Text shown:
|---|
It's like being patronizingly told that since you're Indian, you won't get "international standards".
It's a bit like having an extremely lovey-dovey couple all over each other at your well-populated dinner table where you're otherwise having a lot of fun - the kind of PDA that riles you because you just don't care.
And at the end of the day, it's a lot like breathing stale air-conditioned air.
Clinical and pompously hyperactive on technical values, Kites panders to only a section of the film festival crowd. This it does while alienating itself from the rest of the world - an audience that basically came there to simply feel.
Strangely, for all its promotional puff-ups and grandiose story-telling, Kites is a pretty ordinary, formulaic, masala movie. So ordinary that if not for a package called Hrithik Roshan - that includes not just his sheer craftsmanship, but also a certain enigma generated by the fact that he stays under wraps for longer durations than he actually is seen on movie screens - it would definitely not be a patch on say, a QSQT. Not that it is anyway, but there's an entire audience out there who's currently willing to do anything to watch Roshan simply do the salsa.
It is a romantic thriller, and supposedly a tribute to a love that knows no language. It features J (a bizarrely named Hrithik Roshan), a street-smart casual loafer in Las Vegas who makes easy money off taking dance classes, and marrying illegal immigrant women desperate for green cards. One of his students Gina (Kangana Ranaut) is smitten by him, and he courts her back just because she's the daughter of an obscenely rich owner of a casino (Kabir Bedi).
Kites isn't an unintelligent flick. It's just that it doesn't have much to say. Firstly, the Indian-Hispanic romance between J (Hrithik Roshan) and Linda (Barbara Mori) is high on font size and low on content. Looks and coy smiles are exchanged, and love is (very briefly) made, but little of it really moves you.
And the conversations they have consist of slowly spelt-out contrived, cheesy lines. The way the Queen would probably converse with Mowgli. The "jokes" built up around their Spanish-Hindi communication gaps number to around 4 - yes, just a couple more than the number you already have watched in the promos.
|---|
Information:
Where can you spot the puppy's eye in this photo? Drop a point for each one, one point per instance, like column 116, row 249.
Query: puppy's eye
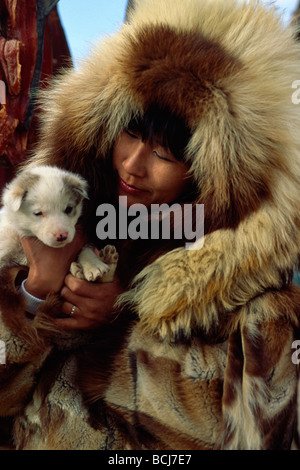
column 68, row 210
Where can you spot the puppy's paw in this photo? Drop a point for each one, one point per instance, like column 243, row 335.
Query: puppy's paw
column 109, row 256
column 94, row 270
column 76, row 270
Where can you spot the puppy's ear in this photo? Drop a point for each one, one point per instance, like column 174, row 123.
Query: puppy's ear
column 77, row 184
column 15, row 192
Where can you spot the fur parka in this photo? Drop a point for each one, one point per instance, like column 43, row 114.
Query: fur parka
column 205, row 361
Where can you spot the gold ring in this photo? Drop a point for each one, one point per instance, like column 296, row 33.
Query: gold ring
column 73, row 310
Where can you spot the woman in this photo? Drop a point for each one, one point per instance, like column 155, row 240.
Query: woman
column 190, row 103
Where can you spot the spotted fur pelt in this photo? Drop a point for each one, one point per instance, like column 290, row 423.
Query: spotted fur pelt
column 207, row 361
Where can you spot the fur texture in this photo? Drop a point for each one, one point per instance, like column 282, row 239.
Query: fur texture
column 206, row 361
column 227, row 68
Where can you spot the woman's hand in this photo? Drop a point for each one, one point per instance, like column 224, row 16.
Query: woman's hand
column 94, row 303
column 49, row 266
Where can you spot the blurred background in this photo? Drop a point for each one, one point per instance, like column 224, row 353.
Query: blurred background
column 87, row 21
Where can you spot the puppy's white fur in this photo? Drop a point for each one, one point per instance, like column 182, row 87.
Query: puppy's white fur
column 45, row 202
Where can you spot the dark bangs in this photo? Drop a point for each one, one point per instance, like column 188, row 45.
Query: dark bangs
column 160, row 125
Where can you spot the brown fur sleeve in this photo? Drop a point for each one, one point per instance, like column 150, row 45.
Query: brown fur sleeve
column 23, row 352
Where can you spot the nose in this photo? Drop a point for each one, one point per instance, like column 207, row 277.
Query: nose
column 136, row 161
column 61, row 236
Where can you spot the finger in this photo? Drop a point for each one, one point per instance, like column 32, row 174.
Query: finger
column 83, row 288
column 69, row 309
column 71, row 298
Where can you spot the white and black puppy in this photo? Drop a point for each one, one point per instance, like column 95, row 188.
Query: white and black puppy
column 46, row 202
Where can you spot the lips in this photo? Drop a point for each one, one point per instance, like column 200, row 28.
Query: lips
column 131, row 189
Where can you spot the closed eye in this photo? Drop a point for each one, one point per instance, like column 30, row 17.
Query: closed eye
column 68, row 210
column 161, row 157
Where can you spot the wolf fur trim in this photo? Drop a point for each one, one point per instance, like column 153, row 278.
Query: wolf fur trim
column 227, row 68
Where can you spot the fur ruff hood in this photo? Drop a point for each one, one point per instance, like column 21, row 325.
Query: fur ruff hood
column 227, row 68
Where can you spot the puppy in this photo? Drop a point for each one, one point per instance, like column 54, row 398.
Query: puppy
column 46, row 202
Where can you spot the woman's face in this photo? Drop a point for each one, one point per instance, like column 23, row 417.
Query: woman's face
column 147, row 173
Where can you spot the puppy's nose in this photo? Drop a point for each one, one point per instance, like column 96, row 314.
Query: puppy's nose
column 61, row 237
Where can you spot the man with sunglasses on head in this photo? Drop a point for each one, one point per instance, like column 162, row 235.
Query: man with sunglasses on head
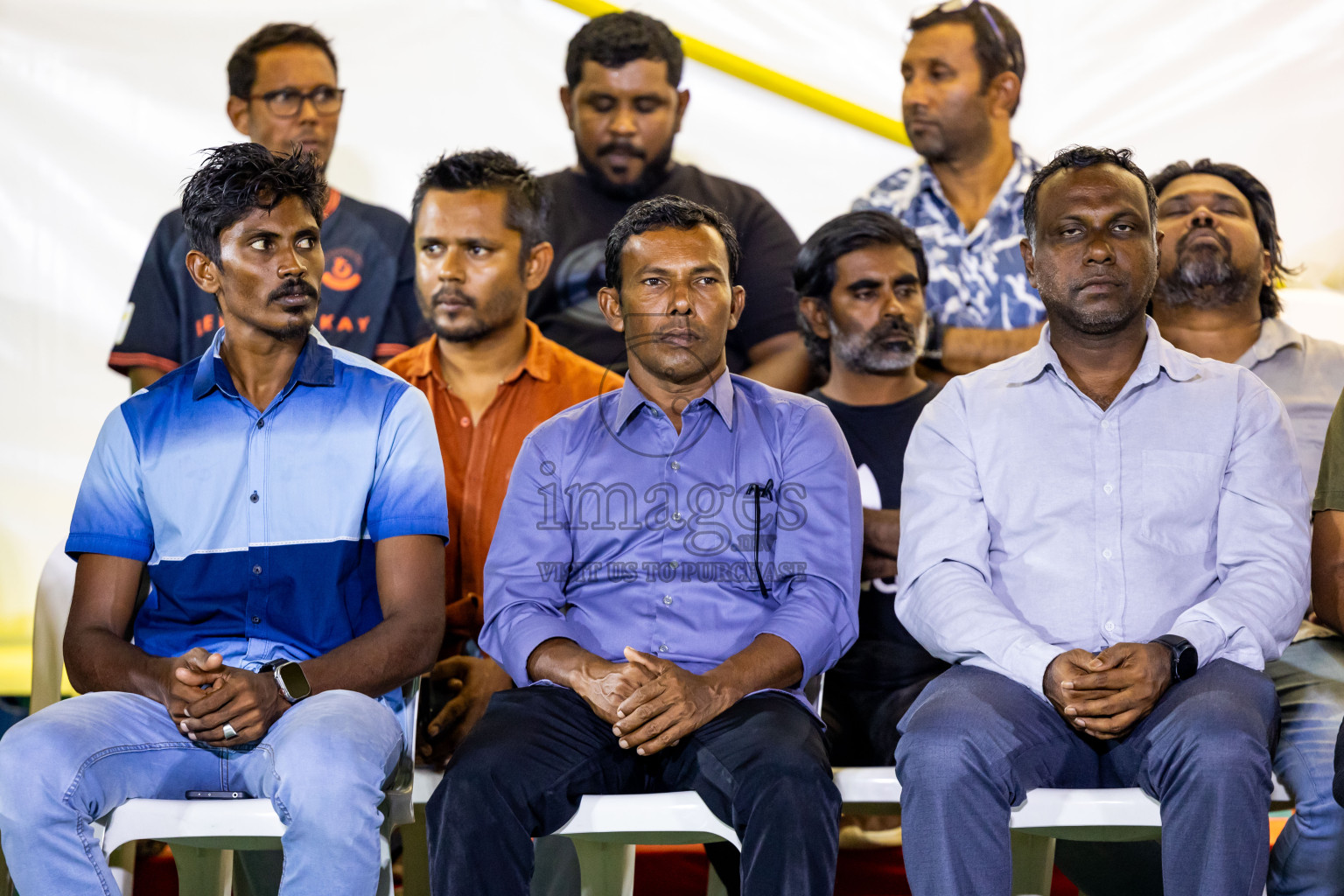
|---|
Brief:
Decide whether each statement agrees with the Kites review, answering yes or no and quoting the deciding words: (a) J earns money by teaching dance; (b) Barbara Mori plays Gina; (c) the film has about four jokes about the Spanish-Hindi language gap.

Answer section:
(a) Yes: "makes easy money off taking dance classes"
(b) No: "Gina (Kangana Ranaut)"
(c) Yes: "The "jokes" built up around their Spanish-Hindi communication gaps number to around 4"